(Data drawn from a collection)

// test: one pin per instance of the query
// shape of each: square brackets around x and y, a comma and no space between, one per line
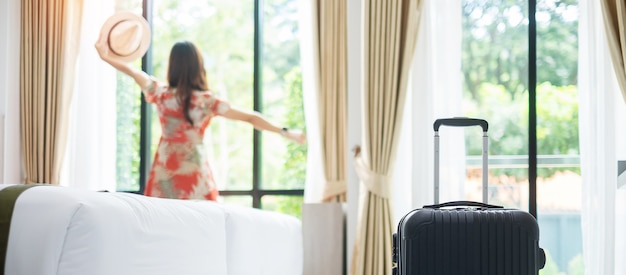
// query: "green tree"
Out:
[495,44]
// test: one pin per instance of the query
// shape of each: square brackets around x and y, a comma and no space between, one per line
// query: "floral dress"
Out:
[180,168]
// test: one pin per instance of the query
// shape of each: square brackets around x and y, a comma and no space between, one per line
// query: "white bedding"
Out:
[62,231]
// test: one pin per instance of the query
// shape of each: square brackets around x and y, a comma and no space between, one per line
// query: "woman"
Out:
[186,106]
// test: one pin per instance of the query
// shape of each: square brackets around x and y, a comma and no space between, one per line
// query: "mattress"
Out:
[62,230]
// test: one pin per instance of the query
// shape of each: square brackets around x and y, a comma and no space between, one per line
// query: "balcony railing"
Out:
[521,161]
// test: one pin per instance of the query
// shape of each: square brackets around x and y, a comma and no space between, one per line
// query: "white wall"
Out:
[10,158]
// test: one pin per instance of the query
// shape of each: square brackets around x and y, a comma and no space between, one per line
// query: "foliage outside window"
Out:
[224,32]
[496,87]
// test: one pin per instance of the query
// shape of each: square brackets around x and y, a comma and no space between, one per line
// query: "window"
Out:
[252,59]
[497,87]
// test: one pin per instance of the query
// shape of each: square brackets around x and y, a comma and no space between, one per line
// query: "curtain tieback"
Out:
[334,188]
[375,182]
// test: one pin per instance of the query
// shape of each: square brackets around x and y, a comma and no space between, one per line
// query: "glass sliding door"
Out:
[559,184]
[495,87]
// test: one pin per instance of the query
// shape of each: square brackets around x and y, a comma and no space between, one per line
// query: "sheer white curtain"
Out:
[435,92]
[602,142]
[90,158]
[314,186]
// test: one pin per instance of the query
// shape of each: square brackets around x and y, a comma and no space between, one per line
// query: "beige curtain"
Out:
[330,47]
[390,33]
[614,12]
[50,33]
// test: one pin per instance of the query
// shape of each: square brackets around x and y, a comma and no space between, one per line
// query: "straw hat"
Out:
[128,36]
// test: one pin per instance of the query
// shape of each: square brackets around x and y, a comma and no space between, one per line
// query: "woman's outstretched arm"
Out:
[262,124]
[140,77]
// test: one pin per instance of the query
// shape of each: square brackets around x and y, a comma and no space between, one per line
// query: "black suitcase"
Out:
[464,237]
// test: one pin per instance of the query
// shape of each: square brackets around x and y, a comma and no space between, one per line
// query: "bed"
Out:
[62,230]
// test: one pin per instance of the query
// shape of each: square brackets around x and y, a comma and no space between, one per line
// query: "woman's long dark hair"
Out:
[186,73]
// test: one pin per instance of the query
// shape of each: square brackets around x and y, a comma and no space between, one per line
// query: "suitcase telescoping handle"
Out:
[462,122]
[462,204]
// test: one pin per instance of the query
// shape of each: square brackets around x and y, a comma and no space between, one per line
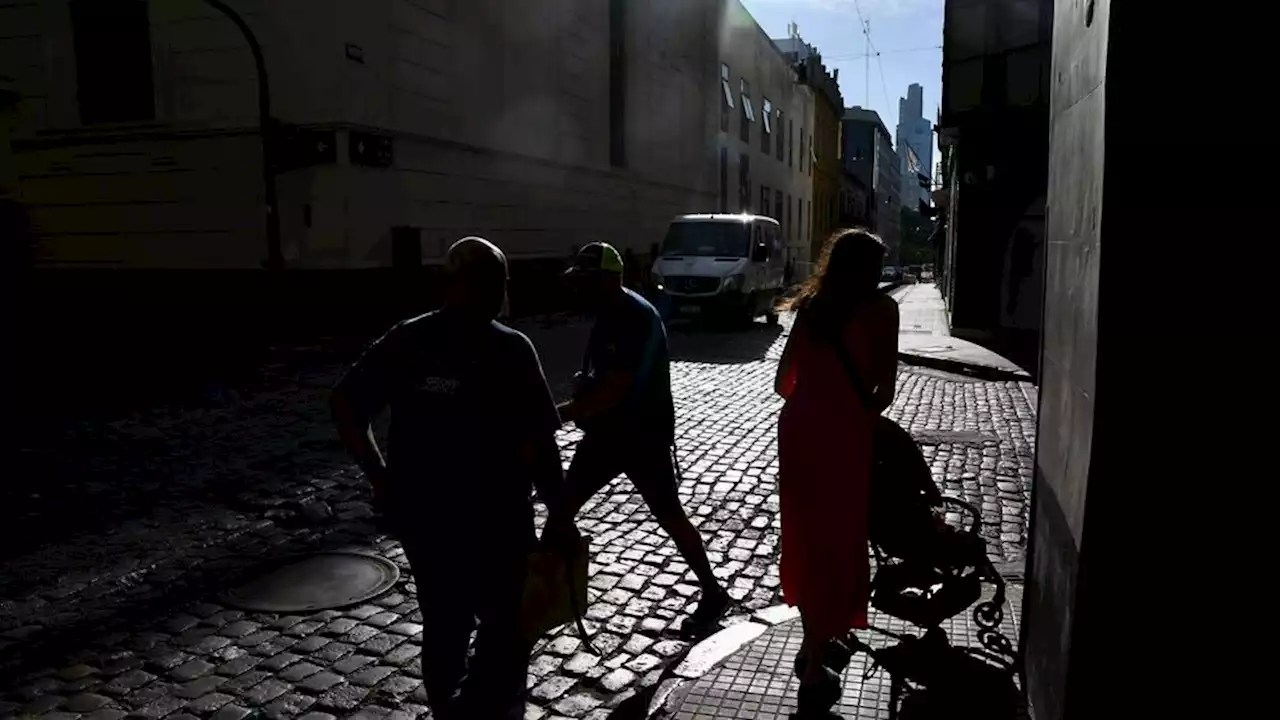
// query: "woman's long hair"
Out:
[848,272]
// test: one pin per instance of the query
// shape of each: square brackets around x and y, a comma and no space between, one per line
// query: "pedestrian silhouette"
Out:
[472,432]
[824,446]
[624,405]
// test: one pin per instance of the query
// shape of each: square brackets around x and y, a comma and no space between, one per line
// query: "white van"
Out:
[730,267]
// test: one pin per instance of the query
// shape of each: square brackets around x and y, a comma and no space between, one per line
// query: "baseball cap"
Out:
[597,256]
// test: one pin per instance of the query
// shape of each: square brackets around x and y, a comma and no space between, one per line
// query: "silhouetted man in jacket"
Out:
[472,432]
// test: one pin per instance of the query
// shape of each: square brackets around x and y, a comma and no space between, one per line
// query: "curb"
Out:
[711,652]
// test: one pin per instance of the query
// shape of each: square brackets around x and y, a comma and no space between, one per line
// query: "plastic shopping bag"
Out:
[556,589]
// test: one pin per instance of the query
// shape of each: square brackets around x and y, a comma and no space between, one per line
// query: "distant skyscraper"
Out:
[914,146]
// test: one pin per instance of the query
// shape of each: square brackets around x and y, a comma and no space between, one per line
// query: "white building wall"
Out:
[498,113]
[752,55]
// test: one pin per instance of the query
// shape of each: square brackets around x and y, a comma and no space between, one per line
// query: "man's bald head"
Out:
[478,277]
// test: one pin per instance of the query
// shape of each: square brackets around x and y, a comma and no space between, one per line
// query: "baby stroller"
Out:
[926,573]
[926,570]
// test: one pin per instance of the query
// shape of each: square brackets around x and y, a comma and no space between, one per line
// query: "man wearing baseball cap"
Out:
[622,402]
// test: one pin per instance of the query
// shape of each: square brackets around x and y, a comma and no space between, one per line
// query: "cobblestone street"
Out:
[123,619]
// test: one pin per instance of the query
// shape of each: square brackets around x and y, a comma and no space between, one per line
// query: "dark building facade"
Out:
[993,136]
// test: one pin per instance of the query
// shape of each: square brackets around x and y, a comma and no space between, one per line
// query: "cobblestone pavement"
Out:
[119,620]
[758,680]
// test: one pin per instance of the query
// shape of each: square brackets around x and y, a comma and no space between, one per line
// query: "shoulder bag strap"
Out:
[864,395]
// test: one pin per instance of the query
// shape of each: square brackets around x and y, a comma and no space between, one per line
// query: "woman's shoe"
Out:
[816,700]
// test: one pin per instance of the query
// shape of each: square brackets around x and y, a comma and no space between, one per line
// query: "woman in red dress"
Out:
[824,442]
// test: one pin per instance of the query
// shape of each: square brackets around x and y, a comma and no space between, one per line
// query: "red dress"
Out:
[823,481]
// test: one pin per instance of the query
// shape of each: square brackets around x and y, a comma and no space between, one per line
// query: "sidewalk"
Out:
[757,680]
[924,337]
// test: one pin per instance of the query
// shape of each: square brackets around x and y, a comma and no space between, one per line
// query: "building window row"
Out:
[777,133]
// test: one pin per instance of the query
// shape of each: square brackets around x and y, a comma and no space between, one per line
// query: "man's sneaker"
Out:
[708,614]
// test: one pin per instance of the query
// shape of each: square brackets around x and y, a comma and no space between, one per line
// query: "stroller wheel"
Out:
[988,615]
[996,642]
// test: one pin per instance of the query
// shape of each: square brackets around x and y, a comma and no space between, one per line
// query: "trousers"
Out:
[466,589]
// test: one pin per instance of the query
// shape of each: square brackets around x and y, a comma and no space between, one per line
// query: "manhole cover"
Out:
[316,582]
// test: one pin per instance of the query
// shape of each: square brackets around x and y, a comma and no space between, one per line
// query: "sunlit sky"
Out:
[906,33]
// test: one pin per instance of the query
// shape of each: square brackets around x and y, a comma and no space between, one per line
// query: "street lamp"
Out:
[274,255]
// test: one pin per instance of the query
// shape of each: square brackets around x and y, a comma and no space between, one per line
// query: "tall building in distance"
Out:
[914,145]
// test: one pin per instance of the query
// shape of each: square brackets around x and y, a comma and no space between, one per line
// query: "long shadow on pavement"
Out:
[132,611]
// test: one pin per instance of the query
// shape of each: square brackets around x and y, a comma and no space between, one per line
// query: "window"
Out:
[728,98]
[723,206]
[113,60]
[748,112]
[782,128]
[617,83]
[791,144]
[766,124]
[801,151]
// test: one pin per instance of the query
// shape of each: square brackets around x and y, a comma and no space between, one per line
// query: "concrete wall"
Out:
[1068,395]
[498,113]
[996,87]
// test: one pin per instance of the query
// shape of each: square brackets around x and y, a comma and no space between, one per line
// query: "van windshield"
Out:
[725,240]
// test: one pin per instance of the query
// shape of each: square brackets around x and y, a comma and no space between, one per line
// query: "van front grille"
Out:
[691,285]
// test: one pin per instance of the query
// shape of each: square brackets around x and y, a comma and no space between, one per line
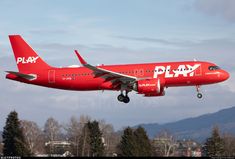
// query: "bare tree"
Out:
[78,135]
[110,138]
[164,144]
[74,132]
[84,139]
[33,136]
[229,145]
[51,131]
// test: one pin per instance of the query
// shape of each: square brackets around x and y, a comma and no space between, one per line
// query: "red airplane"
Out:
[149,79]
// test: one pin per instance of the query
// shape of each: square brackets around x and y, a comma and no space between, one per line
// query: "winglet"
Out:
[83,62]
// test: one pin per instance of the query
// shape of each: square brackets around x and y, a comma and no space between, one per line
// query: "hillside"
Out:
[198,128]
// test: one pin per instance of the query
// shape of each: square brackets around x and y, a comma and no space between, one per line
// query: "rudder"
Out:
[26,58]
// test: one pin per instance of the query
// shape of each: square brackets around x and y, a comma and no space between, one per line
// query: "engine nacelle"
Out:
[151,87]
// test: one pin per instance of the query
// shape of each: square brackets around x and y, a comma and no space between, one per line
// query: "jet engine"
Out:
[150,87]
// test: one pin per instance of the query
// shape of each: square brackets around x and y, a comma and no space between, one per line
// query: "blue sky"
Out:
[110,32]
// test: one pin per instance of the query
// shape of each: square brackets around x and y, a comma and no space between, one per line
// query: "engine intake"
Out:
[151,87]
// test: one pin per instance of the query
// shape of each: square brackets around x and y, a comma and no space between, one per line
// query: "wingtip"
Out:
[83,62]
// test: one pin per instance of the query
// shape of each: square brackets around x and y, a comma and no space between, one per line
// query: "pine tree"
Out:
[144,147]
[13,139]
[135,143]
[95,136]
[214,146]
[128,145]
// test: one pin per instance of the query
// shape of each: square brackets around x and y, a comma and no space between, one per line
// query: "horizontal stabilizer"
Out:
[21,75]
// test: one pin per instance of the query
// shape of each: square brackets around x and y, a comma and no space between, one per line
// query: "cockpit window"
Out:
[212,68]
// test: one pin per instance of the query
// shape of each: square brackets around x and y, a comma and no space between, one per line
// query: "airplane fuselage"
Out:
[148,79]
[187,73]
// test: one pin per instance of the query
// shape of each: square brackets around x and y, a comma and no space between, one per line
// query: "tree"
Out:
[84,142]
[33,136]
[229,145]
[143,144]
[135,143]
[73,133]
[96,144]
[111,138]
[128,145]
[164,144]
[13,138]
[214,146]
[51,131]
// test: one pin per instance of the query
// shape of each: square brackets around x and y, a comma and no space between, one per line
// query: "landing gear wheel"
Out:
[126,99]
[199,95]
[121,97]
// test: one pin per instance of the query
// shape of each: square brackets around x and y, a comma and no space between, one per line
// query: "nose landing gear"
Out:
[199,95]
[123,98]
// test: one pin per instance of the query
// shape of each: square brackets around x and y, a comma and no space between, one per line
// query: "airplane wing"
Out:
[25,76]
[114,77]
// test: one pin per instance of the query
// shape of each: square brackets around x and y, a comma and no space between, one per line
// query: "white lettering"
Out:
[182,70]
[25,60]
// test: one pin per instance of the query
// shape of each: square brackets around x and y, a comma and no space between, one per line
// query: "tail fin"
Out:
[26,58]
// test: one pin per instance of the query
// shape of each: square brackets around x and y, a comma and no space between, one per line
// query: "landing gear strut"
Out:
[199,95]
[123,98]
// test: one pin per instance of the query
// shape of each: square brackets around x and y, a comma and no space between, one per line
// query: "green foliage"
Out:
[214,146]
[143,144]
[135,143]
[13,139]
[96,144]
[90,143]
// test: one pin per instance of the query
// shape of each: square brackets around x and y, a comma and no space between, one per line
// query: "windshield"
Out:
[211,68]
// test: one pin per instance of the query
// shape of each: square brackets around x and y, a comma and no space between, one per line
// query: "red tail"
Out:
[26,58]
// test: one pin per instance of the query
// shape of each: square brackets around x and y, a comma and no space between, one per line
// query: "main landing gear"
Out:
[199,95]
[123,98]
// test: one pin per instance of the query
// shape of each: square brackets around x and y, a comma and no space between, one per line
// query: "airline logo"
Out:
[24,60]
[183,70]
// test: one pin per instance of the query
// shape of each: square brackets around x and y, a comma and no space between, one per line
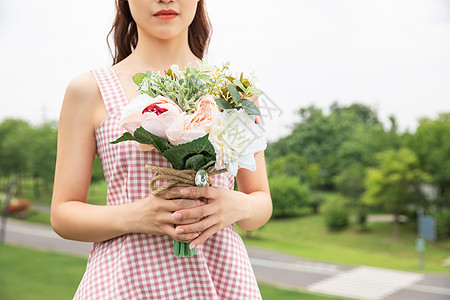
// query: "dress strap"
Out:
[110,88]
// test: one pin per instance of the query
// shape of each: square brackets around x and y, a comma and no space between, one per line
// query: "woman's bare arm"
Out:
[71,216]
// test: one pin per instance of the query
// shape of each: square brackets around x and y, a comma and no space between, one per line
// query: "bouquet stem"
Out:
[181,249]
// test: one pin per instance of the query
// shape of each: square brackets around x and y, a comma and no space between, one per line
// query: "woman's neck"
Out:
[157,55]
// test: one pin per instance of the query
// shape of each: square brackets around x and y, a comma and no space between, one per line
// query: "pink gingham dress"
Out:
[142,266]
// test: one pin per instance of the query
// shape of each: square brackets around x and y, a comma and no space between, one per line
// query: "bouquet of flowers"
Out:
[200,120]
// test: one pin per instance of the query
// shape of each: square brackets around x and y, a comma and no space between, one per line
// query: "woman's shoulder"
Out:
[83,86]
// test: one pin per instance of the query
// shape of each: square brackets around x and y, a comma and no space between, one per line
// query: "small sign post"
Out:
[427,232]
[9,196]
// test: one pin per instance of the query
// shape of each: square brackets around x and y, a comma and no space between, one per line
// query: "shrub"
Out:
[288,194]
[336,213]
[442,218]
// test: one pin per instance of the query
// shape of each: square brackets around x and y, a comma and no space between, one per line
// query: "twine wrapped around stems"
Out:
[177,177]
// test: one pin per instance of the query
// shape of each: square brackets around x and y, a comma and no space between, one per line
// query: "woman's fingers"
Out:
[189,193]
[182,237]
[198,212]
[197,226]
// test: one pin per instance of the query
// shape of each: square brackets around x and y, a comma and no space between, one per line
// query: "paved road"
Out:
[359,282]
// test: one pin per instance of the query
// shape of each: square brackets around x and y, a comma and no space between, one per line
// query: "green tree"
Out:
[295,165]
[431,143]
[395,183]
[288,195]
[42,156]
[332,141]
[15,145]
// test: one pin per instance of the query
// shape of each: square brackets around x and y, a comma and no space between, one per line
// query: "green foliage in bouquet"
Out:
[184,88]
[198,154]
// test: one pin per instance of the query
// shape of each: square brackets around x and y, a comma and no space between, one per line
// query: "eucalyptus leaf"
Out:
[234,93]
[138,77]
[223,104]
[250,107]
[206,78]
[254,90]
[178,155]
[144,137]
[239,84]
[198,161]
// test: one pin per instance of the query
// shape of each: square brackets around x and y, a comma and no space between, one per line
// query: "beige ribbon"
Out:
[177,177]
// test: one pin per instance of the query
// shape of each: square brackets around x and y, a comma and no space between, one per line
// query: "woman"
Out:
[131,257]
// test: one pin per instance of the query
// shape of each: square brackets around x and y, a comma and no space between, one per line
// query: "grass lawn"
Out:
[307,237]
[38,275]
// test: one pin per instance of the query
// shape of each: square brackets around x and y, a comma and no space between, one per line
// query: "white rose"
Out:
[236,140]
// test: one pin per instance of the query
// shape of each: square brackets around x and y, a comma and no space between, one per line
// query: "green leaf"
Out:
[234,93]
[137,78]
[178,155]
[239,84]
[125,137]
[144,137]
[206,78]
[250,107]
[199,161]
[230,78]
[223,104]
[254,90]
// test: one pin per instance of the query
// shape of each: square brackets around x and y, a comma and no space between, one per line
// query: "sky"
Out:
[391,55]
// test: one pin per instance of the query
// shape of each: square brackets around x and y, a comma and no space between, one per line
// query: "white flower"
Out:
[236,140]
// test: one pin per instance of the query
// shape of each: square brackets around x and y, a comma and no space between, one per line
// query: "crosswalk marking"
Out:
[319,268]
[366,283]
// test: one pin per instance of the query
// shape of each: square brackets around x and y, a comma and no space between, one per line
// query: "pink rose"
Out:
[153,114]
[191,127]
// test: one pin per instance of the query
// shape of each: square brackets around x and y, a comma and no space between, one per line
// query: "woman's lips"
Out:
[166,14]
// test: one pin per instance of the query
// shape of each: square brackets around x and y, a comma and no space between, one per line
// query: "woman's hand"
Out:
[223,207]
[154,215]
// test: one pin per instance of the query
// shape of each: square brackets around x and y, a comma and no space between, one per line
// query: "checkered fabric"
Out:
[142,266]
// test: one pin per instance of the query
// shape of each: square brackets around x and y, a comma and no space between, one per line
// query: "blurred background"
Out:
[357,112]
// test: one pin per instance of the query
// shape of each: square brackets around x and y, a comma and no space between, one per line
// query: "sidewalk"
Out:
[282,270]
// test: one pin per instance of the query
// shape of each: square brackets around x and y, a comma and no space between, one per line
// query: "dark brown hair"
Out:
[124,31]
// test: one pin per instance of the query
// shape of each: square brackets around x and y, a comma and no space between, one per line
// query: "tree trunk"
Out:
[36,187]
[395,227]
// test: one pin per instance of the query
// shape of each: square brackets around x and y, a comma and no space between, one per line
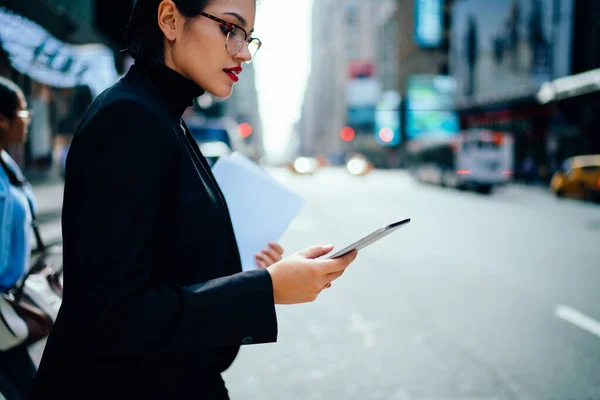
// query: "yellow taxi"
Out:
[578,177]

◆ Problem requirements
Locate every line in the material above that contains the string "curtain" and copy each of those lines. Case counts when matching.

◆ Answer
// query: "curtain tieback"
// query: "sheer white curtain"
// query: "beige curtain"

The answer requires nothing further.